WORK TO BE COMPLETED ▸
Pull out every line of the records that contains the string "positive", treating case as significant.
================================
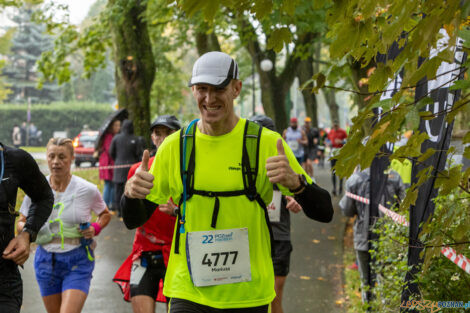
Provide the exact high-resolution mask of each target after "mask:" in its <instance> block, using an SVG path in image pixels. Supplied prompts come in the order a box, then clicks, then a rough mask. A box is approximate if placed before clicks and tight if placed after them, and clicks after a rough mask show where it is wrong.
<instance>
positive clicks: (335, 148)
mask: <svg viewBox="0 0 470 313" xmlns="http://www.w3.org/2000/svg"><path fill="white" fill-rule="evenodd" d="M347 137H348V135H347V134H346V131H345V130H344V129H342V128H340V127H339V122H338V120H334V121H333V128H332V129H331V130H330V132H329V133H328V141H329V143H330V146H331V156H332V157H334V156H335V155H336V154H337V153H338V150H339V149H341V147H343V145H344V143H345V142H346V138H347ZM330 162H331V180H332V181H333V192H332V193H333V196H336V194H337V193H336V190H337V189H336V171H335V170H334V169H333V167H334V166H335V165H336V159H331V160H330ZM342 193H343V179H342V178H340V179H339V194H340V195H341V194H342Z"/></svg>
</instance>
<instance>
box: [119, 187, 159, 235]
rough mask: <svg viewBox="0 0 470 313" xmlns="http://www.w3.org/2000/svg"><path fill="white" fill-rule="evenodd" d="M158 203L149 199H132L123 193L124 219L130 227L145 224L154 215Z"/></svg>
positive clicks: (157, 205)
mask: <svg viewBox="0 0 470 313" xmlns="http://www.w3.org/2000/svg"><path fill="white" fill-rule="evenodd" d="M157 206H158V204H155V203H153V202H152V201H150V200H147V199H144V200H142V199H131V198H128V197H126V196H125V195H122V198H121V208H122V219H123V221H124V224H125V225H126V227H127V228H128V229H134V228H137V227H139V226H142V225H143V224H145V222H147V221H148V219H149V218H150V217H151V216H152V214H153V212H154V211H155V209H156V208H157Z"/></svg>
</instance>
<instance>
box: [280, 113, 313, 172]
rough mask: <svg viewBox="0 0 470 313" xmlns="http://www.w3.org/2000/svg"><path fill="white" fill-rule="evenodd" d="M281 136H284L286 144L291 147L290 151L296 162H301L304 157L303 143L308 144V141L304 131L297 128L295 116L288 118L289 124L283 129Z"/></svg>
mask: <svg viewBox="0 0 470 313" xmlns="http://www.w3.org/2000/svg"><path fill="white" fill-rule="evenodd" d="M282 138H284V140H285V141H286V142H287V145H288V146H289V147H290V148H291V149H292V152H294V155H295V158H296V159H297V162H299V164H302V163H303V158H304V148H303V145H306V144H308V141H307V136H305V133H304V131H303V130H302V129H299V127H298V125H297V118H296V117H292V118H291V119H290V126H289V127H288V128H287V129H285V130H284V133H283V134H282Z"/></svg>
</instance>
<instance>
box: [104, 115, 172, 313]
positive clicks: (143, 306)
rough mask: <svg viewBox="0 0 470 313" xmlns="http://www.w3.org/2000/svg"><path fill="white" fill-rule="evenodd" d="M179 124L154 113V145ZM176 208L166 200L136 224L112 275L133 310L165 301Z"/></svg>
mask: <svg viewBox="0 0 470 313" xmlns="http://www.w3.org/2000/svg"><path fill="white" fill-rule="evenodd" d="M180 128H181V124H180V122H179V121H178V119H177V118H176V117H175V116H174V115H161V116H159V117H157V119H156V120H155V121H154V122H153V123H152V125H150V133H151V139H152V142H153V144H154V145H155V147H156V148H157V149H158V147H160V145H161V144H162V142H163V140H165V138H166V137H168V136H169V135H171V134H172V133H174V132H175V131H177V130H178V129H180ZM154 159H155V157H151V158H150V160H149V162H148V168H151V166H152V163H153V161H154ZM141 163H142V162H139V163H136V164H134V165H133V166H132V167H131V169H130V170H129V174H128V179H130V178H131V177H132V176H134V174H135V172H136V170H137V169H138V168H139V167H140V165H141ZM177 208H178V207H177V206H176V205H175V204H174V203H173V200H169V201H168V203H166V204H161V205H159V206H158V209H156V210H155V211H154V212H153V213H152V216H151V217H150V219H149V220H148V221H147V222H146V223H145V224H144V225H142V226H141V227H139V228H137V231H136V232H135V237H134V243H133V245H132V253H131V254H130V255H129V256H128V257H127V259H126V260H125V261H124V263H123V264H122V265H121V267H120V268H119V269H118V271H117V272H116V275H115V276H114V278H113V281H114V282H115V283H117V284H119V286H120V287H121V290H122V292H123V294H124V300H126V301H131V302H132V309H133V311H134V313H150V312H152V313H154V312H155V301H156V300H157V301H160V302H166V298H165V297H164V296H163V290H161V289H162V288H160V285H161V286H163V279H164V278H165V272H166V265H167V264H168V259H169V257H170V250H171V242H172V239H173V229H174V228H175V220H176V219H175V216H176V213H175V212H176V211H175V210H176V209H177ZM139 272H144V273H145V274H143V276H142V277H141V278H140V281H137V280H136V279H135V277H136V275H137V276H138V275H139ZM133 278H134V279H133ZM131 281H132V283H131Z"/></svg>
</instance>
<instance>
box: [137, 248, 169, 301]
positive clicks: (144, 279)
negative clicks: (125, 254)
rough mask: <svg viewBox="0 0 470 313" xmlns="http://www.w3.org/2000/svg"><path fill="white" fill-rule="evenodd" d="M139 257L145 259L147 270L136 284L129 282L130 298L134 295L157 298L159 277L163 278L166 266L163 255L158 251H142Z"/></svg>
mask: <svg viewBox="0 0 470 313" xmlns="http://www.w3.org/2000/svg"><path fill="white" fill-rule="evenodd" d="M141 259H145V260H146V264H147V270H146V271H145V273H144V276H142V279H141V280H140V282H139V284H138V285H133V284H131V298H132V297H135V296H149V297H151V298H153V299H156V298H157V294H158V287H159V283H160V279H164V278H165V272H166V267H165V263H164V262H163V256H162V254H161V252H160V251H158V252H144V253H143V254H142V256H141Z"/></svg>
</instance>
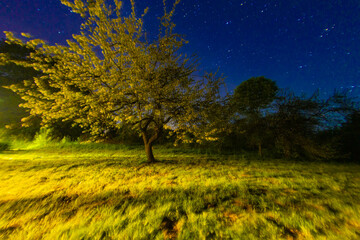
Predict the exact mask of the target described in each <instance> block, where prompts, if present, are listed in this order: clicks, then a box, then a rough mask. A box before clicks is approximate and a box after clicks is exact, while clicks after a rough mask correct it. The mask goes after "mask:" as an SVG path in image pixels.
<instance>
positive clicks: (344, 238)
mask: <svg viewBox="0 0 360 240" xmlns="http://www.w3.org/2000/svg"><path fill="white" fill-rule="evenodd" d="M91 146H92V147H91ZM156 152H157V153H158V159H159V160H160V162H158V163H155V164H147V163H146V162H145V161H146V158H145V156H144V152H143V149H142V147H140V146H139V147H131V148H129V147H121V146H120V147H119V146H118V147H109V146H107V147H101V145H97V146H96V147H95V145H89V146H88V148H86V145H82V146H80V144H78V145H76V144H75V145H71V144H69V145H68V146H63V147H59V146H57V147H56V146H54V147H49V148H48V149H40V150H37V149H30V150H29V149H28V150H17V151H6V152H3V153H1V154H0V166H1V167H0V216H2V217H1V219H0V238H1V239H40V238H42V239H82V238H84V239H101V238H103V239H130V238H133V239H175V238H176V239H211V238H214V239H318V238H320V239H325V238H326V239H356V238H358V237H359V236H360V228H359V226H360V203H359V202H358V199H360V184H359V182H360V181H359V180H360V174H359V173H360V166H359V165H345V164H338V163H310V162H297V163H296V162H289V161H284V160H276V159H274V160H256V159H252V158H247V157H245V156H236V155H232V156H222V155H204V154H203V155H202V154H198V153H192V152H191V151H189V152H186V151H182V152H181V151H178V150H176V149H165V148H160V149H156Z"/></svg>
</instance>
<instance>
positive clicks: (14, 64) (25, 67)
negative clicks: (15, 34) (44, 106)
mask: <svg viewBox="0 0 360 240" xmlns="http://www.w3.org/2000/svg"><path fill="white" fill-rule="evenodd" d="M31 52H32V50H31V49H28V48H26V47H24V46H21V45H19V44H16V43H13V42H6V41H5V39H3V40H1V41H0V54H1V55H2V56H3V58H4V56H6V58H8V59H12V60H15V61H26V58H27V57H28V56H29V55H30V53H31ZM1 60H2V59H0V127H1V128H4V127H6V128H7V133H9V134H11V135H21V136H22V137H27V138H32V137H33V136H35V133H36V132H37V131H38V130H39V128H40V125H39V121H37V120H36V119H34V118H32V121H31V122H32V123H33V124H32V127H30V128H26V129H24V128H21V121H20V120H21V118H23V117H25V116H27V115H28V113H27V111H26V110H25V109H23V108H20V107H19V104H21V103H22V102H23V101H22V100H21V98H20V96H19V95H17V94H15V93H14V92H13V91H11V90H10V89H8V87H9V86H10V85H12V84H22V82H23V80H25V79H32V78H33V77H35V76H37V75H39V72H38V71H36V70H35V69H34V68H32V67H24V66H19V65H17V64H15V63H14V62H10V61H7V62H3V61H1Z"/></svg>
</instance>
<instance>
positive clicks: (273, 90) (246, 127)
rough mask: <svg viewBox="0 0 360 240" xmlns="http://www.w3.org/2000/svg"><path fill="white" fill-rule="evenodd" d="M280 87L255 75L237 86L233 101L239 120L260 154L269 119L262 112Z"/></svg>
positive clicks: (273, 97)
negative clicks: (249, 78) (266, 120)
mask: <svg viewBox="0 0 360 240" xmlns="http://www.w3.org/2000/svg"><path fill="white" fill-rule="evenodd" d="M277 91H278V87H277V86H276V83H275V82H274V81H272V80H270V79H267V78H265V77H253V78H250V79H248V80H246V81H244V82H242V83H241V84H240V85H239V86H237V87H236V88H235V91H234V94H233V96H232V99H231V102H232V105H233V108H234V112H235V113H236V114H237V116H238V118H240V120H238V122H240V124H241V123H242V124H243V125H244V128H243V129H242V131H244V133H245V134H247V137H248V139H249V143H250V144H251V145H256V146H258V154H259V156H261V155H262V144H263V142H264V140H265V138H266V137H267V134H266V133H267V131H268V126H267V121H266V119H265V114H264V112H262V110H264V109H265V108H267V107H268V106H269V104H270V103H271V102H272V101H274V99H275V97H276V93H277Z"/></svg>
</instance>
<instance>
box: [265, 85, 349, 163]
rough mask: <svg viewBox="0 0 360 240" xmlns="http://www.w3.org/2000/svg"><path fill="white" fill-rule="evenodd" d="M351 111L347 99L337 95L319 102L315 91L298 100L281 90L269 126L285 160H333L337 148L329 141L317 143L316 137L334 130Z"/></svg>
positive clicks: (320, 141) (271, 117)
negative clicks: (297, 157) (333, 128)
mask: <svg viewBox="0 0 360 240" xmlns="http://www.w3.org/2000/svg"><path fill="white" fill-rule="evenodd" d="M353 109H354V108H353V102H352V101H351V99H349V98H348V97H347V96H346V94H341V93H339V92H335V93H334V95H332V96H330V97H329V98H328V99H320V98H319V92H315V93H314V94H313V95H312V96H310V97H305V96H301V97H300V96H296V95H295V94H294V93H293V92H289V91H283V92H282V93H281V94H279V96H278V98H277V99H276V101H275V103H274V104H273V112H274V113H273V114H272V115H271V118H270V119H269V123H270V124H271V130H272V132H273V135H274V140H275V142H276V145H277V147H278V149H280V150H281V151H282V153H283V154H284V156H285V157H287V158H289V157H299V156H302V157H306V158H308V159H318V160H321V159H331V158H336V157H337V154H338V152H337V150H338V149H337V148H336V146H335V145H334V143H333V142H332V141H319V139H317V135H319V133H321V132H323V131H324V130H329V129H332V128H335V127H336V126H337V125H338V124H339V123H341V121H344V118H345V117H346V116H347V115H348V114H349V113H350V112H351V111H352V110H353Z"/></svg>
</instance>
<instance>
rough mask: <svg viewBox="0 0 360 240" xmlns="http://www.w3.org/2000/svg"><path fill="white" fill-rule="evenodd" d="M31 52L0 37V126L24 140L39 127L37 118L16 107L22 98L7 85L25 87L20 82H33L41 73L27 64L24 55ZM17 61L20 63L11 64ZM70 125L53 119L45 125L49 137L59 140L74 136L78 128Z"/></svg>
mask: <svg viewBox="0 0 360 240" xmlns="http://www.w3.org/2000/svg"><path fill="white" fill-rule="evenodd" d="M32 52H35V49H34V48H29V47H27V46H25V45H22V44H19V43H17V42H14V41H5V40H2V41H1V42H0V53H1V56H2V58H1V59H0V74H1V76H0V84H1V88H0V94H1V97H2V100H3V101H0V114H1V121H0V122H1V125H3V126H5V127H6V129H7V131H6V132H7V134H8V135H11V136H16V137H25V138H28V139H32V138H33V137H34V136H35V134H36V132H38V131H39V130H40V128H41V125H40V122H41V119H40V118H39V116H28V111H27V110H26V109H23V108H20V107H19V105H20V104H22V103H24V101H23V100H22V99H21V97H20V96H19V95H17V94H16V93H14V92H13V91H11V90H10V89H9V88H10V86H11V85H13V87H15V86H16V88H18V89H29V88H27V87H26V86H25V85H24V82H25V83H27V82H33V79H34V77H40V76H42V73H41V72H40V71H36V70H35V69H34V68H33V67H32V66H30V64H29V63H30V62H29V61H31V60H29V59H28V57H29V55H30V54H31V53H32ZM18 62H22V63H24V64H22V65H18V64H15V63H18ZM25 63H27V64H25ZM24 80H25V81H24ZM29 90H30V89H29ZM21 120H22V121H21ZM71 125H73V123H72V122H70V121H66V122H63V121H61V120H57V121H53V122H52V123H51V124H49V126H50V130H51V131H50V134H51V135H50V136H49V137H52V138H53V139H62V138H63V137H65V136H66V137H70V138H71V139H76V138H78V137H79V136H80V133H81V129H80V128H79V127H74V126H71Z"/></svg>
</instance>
================================
REPLY TO THE EXERCISE ▸
positive clicks: (335, 148)
positive clicks: (157, 205)
positive clicks: (143, 306)
positive clicks: (144, 279)
positive clicks: (344, 238)
positive clicks: (14, 64) (25, 67)
positive clicks: (273, 90) (246, 127)
positive clicks: (273, 97)
positive clicks: (320, 141) (271, 117)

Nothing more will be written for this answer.